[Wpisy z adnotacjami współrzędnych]
---
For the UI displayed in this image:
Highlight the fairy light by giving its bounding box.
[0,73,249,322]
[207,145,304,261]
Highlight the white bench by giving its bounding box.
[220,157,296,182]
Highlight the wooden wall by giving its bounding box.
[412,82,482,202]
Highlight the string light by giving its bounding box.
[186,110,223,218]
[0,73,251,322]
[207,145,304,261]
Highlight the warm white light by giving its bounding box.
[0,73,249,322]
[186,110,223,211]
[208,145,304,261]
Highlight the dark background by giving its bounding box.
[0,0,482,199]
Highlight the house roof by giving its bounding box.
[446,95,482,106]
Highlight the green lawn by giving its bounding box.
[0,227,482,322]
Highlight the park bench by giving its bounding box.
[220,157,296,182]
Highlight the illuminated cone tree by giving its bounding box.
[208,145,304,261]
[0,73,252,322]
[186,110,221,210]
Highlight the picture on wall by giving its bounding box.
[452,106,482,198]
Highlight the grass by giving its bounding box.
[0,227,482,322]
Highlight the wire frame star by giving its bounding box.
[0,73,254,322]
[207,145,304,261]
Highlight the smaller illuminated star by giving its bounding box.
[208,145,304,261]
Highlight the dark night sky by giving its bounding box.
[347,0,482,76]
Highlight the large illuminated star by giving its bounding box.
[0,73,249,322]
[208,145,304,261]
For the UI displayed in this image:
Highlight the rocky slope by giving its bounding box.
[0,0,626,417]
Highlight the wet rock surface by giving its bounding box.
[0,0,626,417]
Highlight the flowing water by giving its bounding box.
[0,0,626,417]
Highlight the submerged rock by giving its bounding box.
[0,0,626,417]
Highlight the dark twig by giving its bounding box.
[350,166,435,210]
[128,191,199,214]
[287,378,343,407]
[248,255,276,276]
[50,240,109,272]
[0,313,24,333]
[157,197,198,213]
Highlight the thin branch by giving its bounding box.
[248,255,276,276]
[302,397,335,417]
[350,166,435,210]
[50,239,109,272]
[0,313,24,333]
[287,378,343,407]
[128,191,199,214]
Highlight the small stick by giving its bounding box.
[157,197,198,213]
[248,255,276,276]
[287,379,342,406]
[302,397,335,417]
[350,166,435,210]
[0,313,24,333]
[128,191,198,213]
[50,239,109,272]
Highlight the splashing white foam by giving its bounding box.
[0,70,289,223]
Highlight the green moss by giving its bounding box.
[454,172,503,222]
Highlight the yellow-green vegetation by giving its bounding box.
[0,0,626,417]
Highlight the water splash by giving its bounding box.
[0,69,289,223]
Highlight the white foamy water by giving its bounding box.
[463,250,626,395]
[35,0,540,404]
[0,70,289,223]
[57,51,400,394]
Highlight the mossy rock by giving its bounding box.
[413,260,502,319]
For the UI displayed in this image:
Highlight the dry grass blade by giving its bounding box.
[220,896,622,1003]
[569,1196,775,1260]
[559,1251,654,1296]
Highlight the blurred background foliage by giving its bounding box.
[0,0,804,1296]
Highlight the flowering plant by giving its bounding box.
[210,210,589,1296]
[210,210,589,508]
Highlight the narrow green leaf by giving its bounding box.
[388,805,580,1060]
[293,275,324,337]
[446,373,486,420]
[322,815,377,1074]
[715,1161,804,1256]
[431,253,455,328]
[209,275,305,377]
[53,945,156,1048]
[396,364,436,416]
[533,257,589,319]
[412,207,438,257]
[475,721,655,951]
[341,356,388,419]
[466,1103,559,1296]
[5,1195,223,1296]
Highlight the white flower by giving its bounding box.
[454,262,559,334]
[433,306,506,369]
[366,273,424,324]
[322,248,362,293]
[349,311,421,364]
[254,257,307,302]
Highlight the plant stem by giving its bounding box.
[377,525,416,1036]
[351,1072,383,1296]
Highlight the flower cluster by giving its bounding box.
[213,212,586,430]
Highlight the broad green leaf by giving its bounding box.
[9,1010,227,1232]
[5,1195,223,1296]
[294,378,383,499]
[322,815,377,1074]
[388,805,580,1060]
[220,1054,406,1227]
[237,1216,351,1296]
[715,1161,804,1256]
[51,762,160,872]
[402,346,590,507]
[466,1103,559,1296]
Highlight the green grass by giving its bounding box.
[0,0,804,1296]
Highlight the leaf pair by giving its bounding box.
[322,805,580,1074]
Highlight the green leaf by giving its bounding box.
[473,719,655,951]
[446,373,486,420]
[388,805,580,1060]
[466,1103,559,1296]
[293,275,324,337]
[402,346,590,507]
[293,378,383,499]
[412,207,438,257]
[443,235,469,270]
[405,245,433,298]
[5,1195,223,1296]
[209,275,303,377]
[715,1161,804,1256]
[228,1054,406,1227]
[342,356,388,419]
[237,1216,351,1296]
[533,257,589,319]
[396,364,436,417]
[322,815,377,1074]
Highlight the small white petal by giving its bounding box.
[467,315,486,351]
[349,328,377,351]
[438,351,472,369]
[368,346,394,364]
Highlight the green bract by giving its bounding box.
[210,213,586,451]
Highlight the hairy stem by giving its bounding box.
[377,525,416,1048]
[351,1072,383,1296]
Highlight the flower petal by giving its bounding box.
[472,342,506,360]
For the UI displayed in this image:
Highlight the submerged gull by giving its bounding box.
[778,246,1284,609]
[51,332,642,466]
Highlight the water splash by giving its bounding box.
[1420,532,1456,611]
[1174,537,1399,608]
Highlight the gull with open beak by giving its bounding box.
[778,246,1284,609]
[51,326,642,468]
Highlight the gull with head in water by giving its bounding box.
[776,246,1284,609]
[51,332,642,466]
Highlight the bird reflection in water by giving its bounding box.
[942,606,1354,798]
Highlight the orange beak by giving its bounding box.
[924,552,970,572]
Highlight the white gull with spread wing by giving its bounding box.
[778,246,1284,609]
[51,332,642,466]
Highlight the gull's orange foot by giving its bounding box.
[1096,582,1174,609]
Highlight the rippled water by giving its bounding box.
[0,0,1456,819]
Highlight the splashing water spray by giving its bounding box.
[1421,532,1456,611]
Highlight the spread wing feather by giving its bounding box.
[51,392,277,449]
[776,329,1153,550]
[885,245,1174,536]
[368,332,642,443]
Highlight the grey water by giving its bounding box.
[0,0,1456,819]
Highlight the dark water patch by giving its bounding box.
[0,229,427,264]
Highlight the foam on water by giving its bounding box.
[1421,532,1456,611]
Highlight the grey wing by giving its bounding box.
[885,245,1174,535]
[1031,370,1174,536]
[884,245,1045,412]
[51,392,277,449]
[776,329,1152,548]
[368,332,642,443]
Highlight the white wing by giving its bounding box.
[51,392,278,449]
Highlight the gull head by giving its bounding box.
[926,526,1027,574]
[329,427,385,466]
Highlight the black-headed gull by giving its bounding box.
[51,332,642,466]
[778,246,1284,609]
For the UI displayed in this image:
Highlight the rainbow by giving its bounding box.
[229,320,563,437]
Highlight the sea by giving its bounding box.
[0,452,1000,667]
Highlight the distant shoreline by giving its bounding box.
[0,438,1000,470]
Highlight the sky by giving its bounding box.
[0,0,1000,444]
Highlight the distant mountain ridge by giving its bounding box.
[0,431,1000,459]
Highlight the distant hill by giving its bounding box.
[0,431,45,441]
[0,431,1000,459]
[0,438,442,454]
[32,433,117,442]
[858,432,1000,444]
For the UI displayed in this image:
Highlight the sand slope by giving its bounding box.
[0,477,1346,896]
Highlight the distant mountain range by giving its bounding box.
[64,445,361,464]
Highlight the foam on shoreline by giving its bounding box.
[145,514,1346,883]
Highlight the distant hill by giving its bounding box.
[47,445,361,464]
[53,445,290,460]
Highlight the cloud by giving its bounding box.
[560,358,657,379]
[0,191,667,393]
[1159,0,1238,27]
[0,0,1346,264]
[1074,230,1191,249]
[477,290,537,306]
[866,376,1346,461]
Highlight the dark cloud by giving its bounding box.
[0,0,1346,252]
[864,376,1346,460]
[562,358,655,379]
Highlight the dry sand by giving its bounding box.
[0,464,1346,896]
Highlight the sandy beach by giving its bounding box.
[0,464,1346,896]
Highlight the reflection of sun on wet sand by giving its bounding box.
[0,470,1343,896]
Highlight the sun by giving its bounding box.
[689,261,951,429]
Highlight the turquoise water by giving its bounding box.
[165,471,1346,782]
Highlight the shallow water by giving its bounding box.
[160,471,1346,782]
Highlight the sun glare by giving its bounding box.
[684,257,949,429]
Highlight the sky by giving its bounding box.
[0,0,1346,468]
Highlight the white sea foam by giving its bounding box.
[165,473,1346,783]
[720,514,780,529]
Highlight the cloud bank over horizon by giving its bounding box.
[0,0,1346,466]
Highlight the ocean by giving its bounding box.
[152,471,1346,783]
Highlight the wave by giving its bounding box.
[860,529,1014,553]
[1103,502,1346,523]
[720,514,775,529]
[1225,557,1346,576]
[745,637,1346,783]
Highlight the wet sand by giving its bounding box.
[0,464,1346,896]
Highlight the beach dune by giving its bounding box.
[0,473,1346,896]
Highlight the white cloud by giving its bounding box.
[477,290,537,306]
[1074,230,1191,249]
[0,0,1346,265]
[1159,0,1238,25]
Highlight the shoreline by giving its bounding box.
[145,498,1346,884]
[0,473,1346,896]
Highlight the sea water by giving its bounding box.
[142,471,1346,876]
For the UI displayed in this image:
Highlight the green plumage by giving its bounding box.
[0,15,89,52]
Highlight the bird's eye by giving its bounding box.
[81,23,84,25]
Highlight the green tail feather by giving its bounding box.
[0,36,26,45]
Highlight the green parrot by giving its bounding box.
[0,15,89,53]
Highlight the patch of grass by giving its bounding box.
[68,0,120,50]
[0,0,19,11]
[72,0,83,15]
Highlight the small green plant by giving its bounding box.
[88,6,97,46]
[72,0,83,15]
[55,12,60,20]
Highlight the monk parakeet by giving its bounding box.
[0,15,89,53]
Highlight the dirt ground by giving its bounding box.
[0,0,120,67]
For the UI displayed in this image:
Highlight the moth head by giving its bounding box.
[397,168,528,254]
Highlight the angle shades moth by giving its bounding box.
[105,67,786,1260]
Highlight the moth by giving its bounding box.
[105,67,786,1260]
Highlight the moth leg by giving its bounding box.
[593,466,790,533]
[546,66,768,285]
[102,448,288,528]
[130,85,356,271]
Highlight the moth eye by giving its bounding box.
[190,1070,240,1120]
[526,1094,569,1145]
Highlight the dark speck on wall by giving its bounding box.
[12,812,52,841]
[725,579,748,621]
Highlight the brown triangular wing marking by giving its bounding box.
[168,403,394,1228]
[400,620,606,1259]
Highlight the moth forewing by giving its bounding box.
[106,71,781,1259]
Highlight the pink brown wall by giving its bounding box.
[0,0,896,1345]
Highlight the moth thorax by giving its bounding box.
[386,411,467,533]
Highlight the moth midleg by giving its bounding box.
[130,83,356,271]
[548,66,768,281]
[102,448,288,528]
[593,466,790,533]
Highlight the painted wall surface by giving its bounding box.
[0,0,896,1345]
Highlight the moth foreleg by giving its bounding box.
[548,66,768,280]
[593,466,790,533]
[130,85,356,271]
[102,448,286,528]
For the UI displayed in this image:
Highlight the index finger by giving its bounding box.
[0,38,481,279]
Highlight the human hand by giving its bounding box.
---
**Zadanie**.
Przeskaluj wpisy od wiersza zawierającego "Highlight the cloud by" do wiersza zawierającego "[562,358,655,379]", oba włącznie. Przepisz wszystkie te wiersze bez pominięć, a każdą współrzędną ramki ograniczającej pomnóż przez 1,1 i zaokrąglij do liczby całkowitej, połówki w górę.

**Odpowiedź**.
Highlight the cloud by giving its bounding box.
[616,394,723,417]
[0,210,734,432]
[1275,0,1362,30]
[0,0,1481,290]
[1181,253,1310,274]
[525,319,591,337]
[953,414,1481,507]
Highlight the dark cloud by giving its bounding box.
[0,0,1481,277]
[950,414,1481,506]
[618,394,721,417]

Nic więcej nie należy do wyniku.